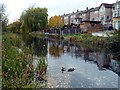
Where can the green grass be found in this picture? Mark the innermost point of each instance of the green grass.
(18, 71)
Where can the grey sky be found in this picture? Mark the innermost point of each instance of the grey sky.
(14, 8)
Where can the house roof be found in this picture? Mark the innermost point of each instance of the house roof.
(107, 5)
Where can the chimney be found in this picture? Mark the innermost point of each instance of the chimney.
(86, 8)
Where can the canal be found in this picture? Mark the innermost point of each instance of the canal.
(76, 65)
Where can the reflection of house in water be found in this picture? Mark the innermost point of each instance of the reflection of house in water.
(101, 58)
(72, 48)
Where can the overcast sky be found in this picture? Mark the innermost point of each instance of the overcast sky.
(14, 8)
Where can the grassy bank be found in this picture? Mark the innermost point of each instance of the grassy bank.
(17, 63)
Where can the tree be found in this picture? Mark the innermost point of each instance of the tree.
(56, 22)
(3, 17)
(14, 27)
(33, 19)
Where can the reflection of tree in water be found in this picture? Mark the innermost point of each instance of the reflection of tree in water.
(55, 50)
(37, 45)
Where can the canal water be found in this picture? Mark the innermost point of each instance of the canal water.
(94, 67)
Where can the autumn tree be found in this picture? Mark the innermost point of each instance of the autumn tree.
(33, 19)
(55, 22)
(14, 27)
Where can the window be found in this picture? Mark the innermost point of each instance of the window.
(102, 17)
(113, 8)
(108, 17)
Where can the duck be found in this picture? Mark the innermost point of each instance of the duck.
(71, 69)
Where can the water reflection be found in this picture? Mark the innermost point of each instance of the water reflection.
(101, 57)
(94, 67)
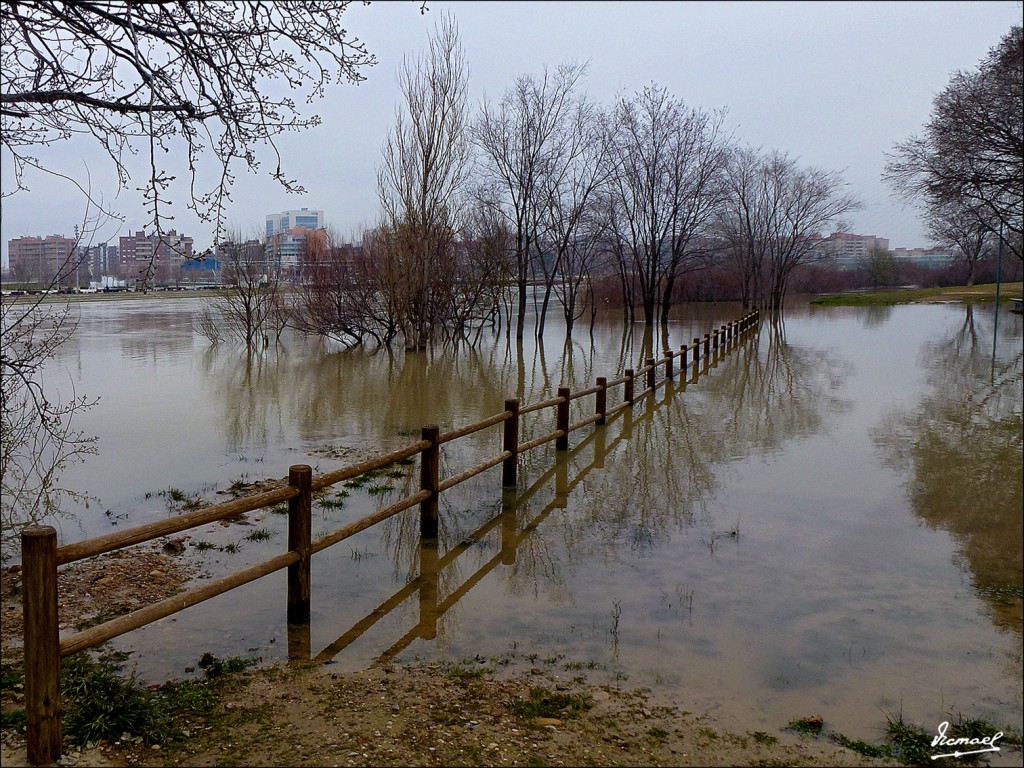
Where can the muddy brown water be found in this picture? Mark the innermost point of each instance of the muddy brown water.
(827, 521)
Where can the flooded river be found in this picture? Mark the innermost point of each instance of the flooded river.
(826, 521)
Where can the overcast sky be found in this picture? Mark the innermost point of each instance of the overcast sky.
(834, 84)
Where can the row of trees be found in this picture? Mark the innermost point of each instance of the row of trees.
(545, 187)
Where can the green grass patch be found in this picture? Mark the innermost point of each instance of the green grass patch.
(12, 719)
(546, 704)
(984, 293)
(806, 726)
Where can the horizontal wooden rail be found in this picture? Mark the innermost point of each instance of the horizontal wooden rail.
(41, 556)
(139, 534)
(345, 473)
(473, 471)
(537, 441)
(363, 523)
(155, 611)
(463, 431)
(539, 406)
(585, 392)
(586, 422)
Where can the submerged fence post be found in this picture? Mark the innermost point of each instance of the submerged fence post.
(510, 441)
(562, 420)
(299, 540)
(429, 469)
(42, 643)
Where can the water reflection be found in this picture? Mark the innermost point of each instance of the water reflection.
(656, 469)
(961, 451)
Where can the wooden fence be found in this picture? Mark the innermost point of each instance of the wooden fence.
(41, 556)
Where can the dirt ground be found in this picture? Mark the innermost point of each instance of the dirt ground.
(423, 716)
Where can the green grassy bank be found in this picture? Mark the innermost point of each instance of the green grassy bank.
(982, 293)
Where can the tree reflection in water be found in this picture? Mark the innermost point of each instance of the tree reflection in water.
(961, 451)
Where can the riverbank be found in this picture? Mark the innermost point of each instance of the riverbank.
(982, 294)
(477, 712)
(516, 712)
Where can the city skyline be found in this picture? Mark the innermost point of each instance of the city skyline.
(805, 79)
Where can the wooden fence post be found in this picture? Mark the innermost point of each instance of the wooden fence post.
(299, 539)
(562, 420)
(429, 469)
(42, 643)
(510, 441)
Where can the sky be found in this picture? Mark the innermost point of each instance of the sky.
(834, 84)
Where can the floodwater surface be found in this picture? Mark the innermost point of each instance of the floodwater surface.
(826, 521)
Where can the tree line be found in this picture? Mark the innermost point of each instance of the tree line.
(544, 188)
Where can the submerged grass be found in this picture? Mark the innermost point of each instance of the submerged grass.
(546, 704)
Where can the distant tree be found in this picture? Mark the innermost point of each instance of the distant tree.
(773, 212)
(38, 437)
(964, 229)
(972, 152)
(421, 183)
(881, 266)
(665, 186)
(250, 307)
(190, 79)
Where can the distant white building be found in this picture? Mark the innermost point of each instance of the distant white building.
(276, 223)
(287, 233)
(850, 251)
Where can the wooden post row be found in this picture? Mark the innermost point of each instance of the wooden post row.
(42, 643)
(429, 469)
(510, 441)
(299, 540)
(562, 420)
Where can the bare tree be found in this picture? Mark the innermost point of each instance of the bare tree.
(972, 151)
(187, 79)
(964, 229)
(522, 139)
(771, 217)
(421, 179)
(38, 438)
(340, 295)
(667, 160)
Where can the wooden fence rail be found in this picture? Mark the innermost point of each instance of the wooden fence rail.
(41, 556)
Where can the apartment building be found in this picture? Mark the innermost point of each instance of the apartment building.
(41, 259)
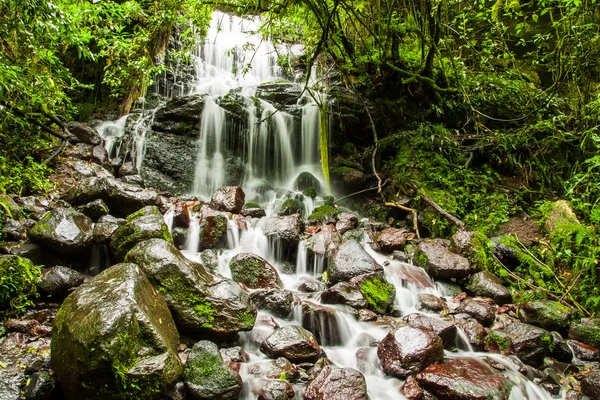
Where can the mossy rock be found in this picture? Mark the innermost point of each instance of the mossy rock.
(114, 338)
(208, 377)
(18, 279)
(144, 224)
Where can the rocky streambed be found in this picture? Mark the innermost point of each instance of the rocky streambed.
(263, 307)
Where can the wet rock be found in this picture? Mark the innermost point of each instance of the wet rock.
(94, 209)
(229, 198)
(97, 331)
(84, 133)
(334, 383)
(530, 343)
(57, 281)
(63, 230)
(408, 351)
(344, 293)
(439, 262)
(345, 222)
(350, 260)
(486, 284)
(14, 230)
(444, 329)
(254, 271)
(583, 351)
(586, 331)
(464, 379)
(292, 342)
(270, 389)
(379, 293)
(391, 239)
(144, 224)
(121, 197)
(277, 301)
(550, 315)
(199, 301)
(430, 303)
(284, 230)
(590, 385)
(483, 311)
(208, 377)
(9, 204)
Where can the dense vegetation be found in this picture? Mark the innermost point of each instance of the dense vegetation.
(492, 107)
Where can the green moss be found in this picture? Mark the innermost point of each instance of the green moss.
(18, 280)
(378, 293)
(322, 212)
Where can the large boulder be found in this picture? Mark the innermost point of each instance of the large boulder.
(144, 224)
(292, 342)
(199, 301)
(550, 315)
(64, 230)
(348, 261)
(464, 379)
(409, 350)
(229, 198)
(114, 338)
(334, 383)
(439, 262)
(208, 377)
(486, 284)
(254, 271)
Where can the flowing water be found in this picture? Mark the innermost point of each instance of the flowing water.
(234, 57)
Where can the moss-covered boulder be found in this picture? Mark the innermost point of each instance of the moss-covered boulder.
(586, 331)
(18, 279)
(63, 230)
(144, 224)
(348, 261)
(379, 293)
(199, 301)
(550, 315)
(254, 271)
(208, 377)
(114, 338)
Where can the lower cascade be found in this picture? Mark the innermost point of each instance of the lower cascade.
(211, 261)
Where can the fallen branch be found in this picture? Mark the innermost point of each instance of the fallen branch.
(455, 221)
(410, 210)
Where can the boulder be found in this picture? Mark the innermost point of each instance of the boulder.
(207, 376)
(63, 230)
(444, 329)
(439, 262)
(486, 284)
(277, 301)
(254, 272)
(84, 133)
(144, 224)
(114, 338)
(292, 342)
(391, 239)
(228, 198)
(199, 301)
(56, 282)
(464, 379)
(409, 350)
(334, 383)
(586, 331)
(379, 293)
(348, 261)
(550, 315)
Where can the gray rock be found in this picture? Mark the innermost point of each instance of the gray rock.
(114, 338)
(199, 301)
(208, 377)
(63, 230)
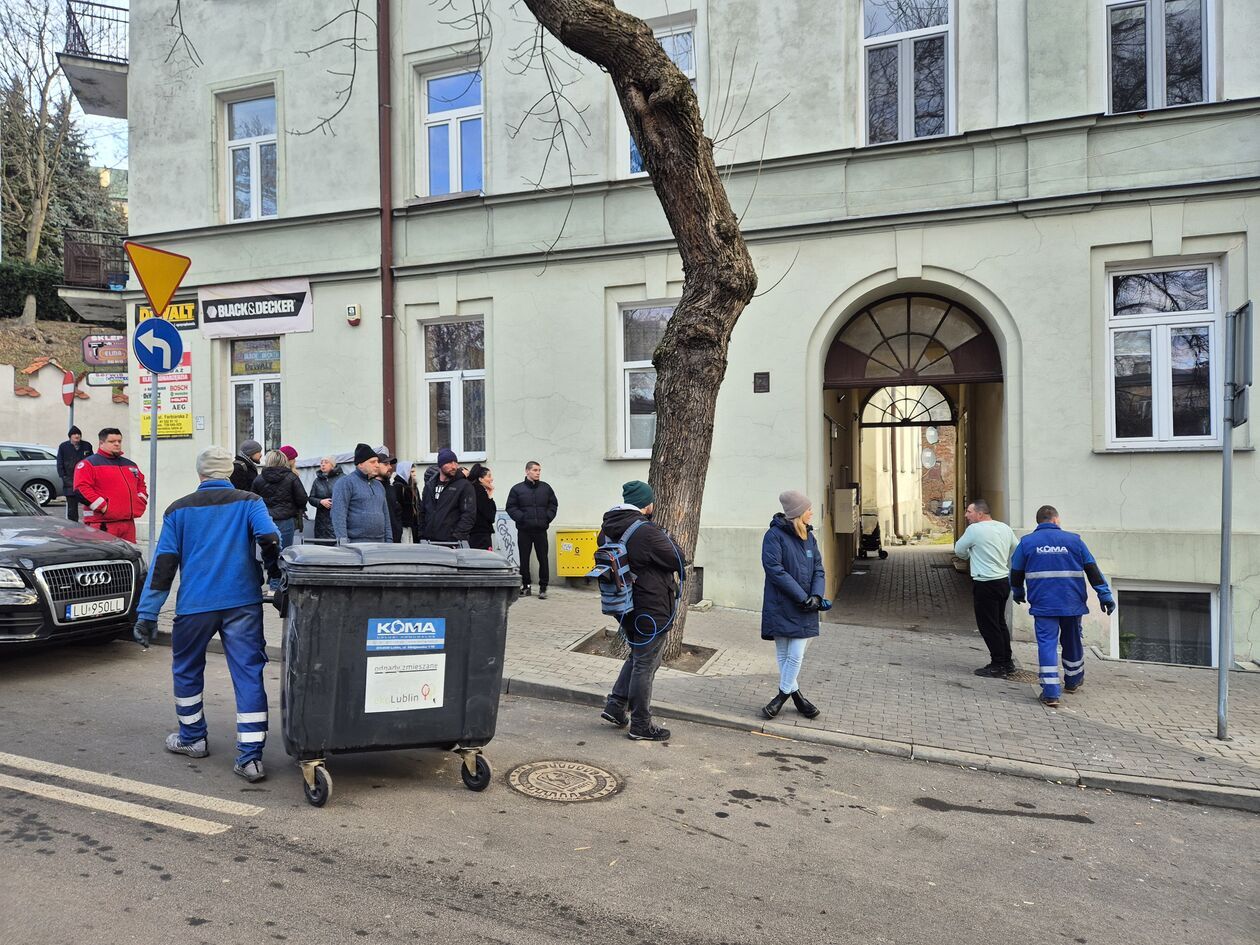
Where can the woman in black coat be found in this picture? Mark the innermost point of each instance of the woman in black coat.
(795, 584)
(282, 493)
(483, 526)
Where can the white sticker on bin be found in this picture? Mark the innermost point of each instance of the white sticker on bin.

● BRIEF: Reproduce every line above as written, skipping pictures.

● CORRECT RESULT:
Where can the green grass be found in this picture? Mark the innermost point of each instance of the green grass.
(18, 71)
Where can the grey sky be found in this picture? Mark the innermost point of each instance of the grey sky.
(14, 8)
Where can the house roof be found in this picture? Mark the innermost point of each instance of the house roof.
(107, 5)
Where can the chimney be found in this picture? Mark the innermost point of each instance of the chimney.
(86, 8)
Where can the canal be found in this picture? Mark the innermost point of each instance of the canal.
(76, 65)
Where can the reflection of house in water be found in this picture? Mark the innermost point of each instance of the reflection of house in water.
(101, 58)
(72, 48)
Where can the overcast sky be found in this picture? Mark the innermost point of each instance of the overcast sky.
(14, 8)
Where can the grassy bank be found in this picture? Mark the innermost point of each instance of the grassy bank.
(17, 63)
Where can the tree be found in this picture? Mark the innermost point of each instance of the tree.
(56, 22)
(3, 17)
(14, 27)
(33, 19)
Where can the reflection of tree in water be found in this picture? Mark the innermost point of each instance of the reflection of tree in water.
(55, 50)
(37, 45)
Where can the canal water be found in this picture? Mark the innermost point of each instance of the canal water.
(94, 67)
Where can the autumn tree be found in this picture? Mark the innermost point of each instance of the autumn tree.
(33, 19)
(55, 22)
(14, 27)
Where can the window be found in this picture? Mark the innermost point of each instance of the window.
(102, 17)
(113, 8)
(108, 17)
Where can the duck be found in this picture? Mark the innermost point of each instance of the duck.
(71, 69)
Where can the water reflection be found in this picture? Mark the innermost point of each instance of the water reflection.
(101, 57)
(94, 67)
Where can the muddy brown water be found in this picture? Mark the innermost point of each instance of the muddy brown water.
(827, 521)
Where can the flooded river be found in this picture? Mark the innermost point of each instance of the flooded river.
(826, 521)
Where can the overcast sky be found in this picture? Mark the innermost point of each instance of the overcast sky.
(834, 84)
Where can the row of trees be found in this picture? Mark the innermost point of each instance of the row of trees.
(545, 187)
Where can the green grass patch be found in this picture? Mark the innermost point of each instance of the green grass patch.
(12, 719)
(546, 704)
(984, 293)
(806, 726)
Where can the horizontal wooden rail be found in this picture? Mark the innermost point of each instance of the horizontal wooden rail.
(41, 556)
(139, 534)
(345, 473)
(473, 471)
(537, 441)
(363, 523)
(155, 611)
(463, 431)
(539, 406)
(585, 392)
(586, 422)
Where can the submerged fence post be found in this picture? Mark the innermost point of each instance of the submerged fence post.
(510, 441)
(562, 420)
(299, 540)
(429, 469)
(42, 643)
Where can the water reflection be found in this picture? Mark the innermost point of each instance of the water reflection.
(656, 469)
(961, 451)
Where can the wooden fence be found in this picture? Mark the innermost point of each instance of the wooden fence.
(41, 556)
Where can the dirt ground be found in this picture? Mark the innermost point of each instance of the dirt ground.
(423, 716)
Where can the green grassy bank be found in this picture? Mark the innermost point of each instance of the green grassy bank.
(982, 293)
Where can the tree reflection in water be found in this picture? Mark the innermost point of each instance of the tree reflection in water.
(961, 451)
Where can the riverbank be found in this picture? Mark the innermost point of each instance of the riverbank.
(982, 294)
(477, 712)
(516, 712)
Where can the city skyline be found in this picture? Mark the innermost point of each instance of the city skyline.
(805, 79)
Where can the wooden fence post be found in this picture? Mark the innermost point of each instance of the wooden fence post.
(299, 539)
(562, 420)
(429, 469)
(42, 643)
(510, 441)
Where can the sky be found in this picture? Mark the innermost point of each instance of the sky.
(834, 84)
Where can the floodwater surface be found in this picture? Mark the innermost point of each instance of the floodwater surface.
(826, 521)
Where can the tree line be found in this picture? Mark the innermost point of each instance of the tree line.
(544, 188)
Where can the submerged grass be found in this picture? Mark the innermost point of each instance of the submerged grass.
(546, 704)
Where can the distant tree be found in this picture? Mark the innermost point of each instance of the distant tree.
(773, 212)
(38, 437)
(964, 229)
(972, 152)
(421, 183)
(881, 266)
(665, 186)
(250, 307)
(190, 79)
Where can the distant white building be found in this picture? Mark the innermost point of each instance of the distant white building.
(276, 223)
(287, 233)
(850, 251)
Where can the wooden post row be found in this picture? Mark the innermost point of each instance of the wooden post row.
(42, 643)
(429, 469)
(510, 441)
(299, 540)
(562, 420)
Where can the bare tree be found in this picture? Mark the innermost point of each instance of the bare tree.
(972, 151)
(187, 79)
(964, 229)
(522, 139)
(771, 217)
(421, 179)
(38, 438)
(340, 295)
(667, 160)
Where can the wooden fence rail be found in this picture? Mark the innermost point of each instance of the wooden fence rail.
(41, 556)
Where can the apartment building be found in this picture? Mark the innermost point of each instance of the apartment building.
(41, 259)
Where can the mossy rock be found in this picture? Mark the innermost point of each instance of the mossy rock.
(114, 338)
(208, 377)
(18, 279)
(144, 224)
Where can the rocky streambed be found in this picture? Mark the innermost point of each instance of the rocky streambed.
(263, 307)
Where can the wet rock be found in this picture? Mark the innermost point of each instance of the wet rock.
(94, 209)
(229, 198)
(97, 331)
(84, 133)
(334, 383)
(530, 343)
(57, 281)
(63, 230)
(408, 351)
(344, 293)
(439, 262)
(345, 222)
(350, 260)
(486, 284)
(14, 230)
(444, 329)
(254, 271)
(583, 351)
(586, 331)
(464, 379)
(292, 342)
(270, 389)
(379, 293)
(391, 239)
(144, 224)
(121, 197)
(277, 301)
(550, 315)
(199, 301)
(430, 303)
(284, 230)
(590, 385)
(483, 311)
(208, 377)
(9, 204)
Where can the dense vegetation be found in this picture? Mark the innermost point of each instance of the dense vegetation.
(492, 107)
Where can the green moss be found in this picture? Mark the innermost point of each instance of the green moss.
(18, 280)
(378, 293)
(322, 212)
Where can the large boulder be found in this picture? Mark the innermost point of each instance of the large boulder.
(144, 224)
(292, 342)
(199, 301)
(550, 315)
(64, 230)
(348, 261)
(464, 379)
(409, 350)
(229, 198)
(114, 338)
(334, 383)
(439, 262)
(208, 377)
(486, 284)
(254, 271)
Where can the flowing water be found in this picture? Mark the innermost point of each instance of the flowing water.
(234, 57)
Where can the moss-covered boulder be found in this picture? Mark the innermost point of each instance of the moss-covered boulder.
(586, 331)
(18, 279)
(63, 230)
(144, 224)
(348, 261)
(379, 293)
(199, 301)
(550, 315)
(254, 271)
(208, 377)
(114, 338)
Where can the lower cascade be found in this picture? Mark the innermost point of each instance of the lower cascade.
(211, 261)
Where can the fallen branch be found in this picture? Mark the innermost point of each instance of the fallen branch.
(455, 221)
(410, 210)
Where can the boulder be found in this picture? Mark the innermost point of each instance of the boulder.
(207, 376)
(63, 230)
(444, 329)
(439, 262)
(486, 284)
(277, 301)
(254, 272)
(84, 133)
(144, 224)
(114, 338)
(292, 342)
(391, 239)
(228, 198)
(199, 301)
(56, 282)
(464, 379)
(409, 350)
(334, 383)
(586, 331)
(379, 293)
(348, 261)
(550, 315)
Where can the gray rock be found in this picture? Mark the innermost point of each instance of the gray rock.
(114, 338)
(199, 301)
(208, 377)
(63, 230)
Where can the woman in black coat be found in this picture? Mark the innermost point of each instance of the woman in black coat.
(795, 584)
(282, 493)
(483, 526)
Where can the white sticker on bin be found in this picture? Mark the innermost point of each instance of the white sticker on bin.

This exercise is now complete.